--- DOKUMENT ---

Geboren ist sie 1957 in Essen, zu Hause fühlt sie sich in Nordrhein-Westfalen, als ihre Heimat bezeichnet sie Solingen und das Bergische Land. Am katholischen Mädchengymnasium Beatae Mariae Virgines machte sie ihr Abitur.

BERUF

An der Ruhr-Universität Bochum studierte sie auf Lehramt Sekundarstufe I und II in den Fächern Englisch und Deutsch. Nach der Referendariatszeit an Duisburger Schulen unterrichtete sie 1984 bis 1995 an der Städtischen Gesamtschule in Solingen.

POLITIK

1985 tritt sie den Grünen bei, wird 1989 und 1994 Spitzenkandidatin für die Kommunalwahl in Solingen. 1995 zieht sie in den NRW-Landtag ein, wird 2000 Fraktionsvorsitzende. Als Spitzenkandidatin der Grünen geht sie am 9. Mai 2010 in die Landtagswahl – nun ist sie in der von Hannelore Kraft (SPD) geführten rot-grünen Minderheitsregierung seit anderthalb Wochen Ministerin für Schule und Weiterbildung und stellvertretende Ministerpräsidentin.

--- BEREITGESTELLTE DATEN ---

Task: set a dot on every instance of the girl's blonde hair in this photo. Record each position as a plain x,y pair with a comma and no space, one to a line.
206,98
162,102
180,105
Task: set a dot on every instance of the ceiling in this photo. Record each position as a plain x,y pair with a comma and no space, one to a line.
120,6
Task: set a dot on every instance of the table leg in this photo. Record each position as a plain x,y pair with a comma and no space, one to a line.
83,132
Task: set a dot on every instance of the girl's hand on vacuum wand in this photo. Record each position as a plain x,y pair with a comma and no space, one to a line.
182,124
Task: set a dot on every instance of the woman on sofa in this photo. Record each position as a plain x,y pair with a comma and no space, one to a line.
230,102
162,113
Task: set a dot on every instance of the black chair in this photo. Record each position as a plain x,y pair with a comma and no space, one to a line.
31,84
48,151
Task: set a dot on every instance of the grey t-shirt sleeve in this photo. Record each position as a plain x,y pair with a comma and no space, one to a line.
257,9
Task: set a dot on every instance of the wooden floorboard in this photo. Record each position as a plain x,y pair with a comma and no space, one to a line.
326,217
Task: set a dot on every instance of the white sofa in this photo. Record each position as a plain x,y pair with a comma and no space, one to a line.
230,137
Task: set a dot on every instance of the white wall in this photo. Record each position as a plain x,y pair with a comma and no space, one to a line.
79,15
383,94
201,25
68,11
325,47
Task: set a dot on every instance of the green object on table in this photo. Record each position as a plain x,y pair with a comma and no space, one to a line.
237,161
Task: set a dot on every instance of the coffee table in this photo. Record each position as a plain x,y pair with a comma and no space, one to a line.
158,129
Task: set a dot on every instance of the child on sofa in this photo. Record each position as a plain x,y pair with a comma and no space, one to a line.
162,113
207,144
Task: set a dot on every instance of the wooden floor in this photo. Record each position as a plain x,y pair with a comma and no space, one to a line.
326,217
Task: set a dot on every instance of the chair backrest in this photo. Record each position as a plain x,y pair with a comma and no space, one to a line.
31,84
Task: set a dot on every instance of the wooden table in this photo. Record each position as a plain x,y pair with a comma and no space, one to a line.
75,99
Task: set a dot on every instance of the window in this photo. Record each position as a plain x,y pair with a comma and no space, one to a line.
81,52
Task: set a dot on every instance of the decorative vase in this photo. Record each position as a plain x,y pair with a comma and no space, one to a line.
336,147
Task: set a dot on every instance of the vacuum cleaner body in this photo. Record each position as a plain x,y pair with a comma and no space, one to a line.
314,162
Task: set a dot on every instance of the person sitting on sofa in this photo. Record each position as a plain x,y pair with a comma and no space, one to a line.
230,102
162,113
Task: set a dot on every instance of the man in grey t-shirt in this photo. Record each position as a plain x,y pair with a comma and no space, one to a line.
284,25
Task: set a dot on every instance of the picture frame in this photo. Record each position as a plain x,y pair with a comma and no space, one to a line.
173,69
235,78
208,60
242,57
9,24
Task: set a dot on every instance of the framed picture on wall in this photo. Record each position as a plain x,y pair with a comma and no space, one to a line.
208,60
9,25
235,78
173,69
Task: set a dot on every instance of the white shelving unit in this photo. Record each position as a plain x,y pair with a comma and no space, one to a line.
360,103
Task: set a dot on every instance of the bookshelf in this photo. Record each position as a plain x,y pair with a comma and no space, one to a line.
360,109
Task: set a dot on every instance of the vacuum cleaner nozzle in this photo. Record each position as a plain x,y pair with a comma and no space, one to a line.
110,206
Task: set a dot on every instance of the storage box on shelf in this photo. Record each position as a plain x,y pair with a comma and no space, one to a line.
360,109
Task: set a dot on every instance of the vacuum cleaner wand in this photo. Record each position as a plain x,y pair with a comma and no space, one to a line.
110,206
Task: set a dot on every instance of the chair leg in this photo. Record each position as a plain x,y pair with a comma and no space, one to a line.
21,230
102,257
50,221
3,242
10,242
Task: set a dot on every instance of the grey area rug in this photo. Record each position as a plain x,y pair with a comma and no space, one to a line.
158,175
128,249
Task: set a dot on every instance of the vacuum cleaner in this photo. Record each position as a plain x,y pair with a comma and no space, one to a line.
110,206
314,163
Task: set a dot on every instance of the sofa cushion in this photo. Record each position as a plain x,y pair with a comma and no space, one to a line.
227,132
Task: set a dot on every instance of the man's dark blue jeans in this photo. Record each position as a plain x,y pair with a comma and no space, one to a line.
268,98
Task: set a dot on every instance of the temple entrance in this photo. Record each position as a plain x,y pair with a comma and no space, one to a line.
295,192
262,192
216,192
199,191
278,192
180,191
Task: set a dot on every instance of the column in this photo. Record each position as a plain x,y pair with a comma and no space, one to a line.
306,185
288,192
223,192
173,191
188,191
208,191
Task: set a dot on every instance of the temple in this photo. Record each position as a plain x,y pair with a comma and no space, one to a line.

---

▸ AUFGABENSTELLUNG:
An welcher Schule unterrichtete die im Dokument beschriebene Frau von 1984 bis 1995?

▸ ERGEBNIS:
An der Städtischen Gesamtschule in Solingen.